Rewrite the rows below as a Markdown table with the columns Number and Line. Give each non-blank line its own numbered entry and leave out blank lines.

>> Begin Input material

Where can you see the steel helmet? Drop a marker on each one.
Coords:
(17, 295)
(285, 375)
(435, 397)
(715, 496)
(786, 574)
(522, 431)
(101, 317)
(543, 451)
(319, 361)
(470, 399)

>> End Input material

◆ Exercise answer:
| Number | Line |
|---|---|
| 1 | Where can you see the steel helmet? Drop a marker on each one. |
| 2 | Coords: |
| 3 | (17, 295) |
| 4 | (285, 375) |
| 5 | (435, 397) |
| 6 | (715, 496) |
| 7 | (786, 574) |
| 8 | (522, 431) |
| 9 | (101, 317) |
| 10 | (543, 451) |
| 11 | (319, 361) |
| 12 | (470, 399) |